#### WHAT IS NEEDED:
Reproduce each record below exactly as written.

#### RAW DATA:
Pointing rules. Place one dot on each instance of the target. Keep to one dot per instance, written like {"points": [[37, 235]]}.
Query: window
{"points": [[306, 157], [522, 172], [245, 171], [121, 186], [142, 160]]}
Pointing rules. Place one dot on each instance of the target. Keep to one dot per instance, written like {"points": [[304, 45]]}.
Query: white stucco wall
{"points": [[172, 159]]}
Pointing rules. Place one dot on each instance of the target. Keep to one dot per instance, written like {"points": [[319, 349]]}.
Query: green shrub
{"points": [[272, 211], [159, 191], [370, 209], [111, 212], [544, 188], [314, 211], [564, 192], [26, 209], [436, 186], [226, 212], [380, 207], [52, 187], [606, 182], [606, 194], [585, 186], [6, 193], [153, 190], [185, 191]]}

#### CORRECT OUTPUT:
Pointing rules. Place one dot on each instance of the target. Keep to one dot per instance, written like {"points": [[37, 235]]}.
Query: window
{"points": [[306, 157], [522, 172], [245, 171], [121, 186], [142, 160]]}
Pointing rules. Place one dot on each instance of the target. Keep to one dot per instance, written like {"points": [[304, 45]]}.
Query: white stucco wall
{"points": [[172, 159]]}
Pointing rules. Place one dot on each instance of the target. Keep to one dot per instance, written like {"points": [[319, 349]]}.
Query: green shrub
{"points": [[272, 211], [159, 191], [370, 209], [111, 212], [544, 188], [314, 211], [564, 192], [26, 209], [436, 186], [226, 212], [380, 207], [52, 187], [606, 182], [606, 194], [585, 186], [6, 193], [153, 190], [185, 191]]}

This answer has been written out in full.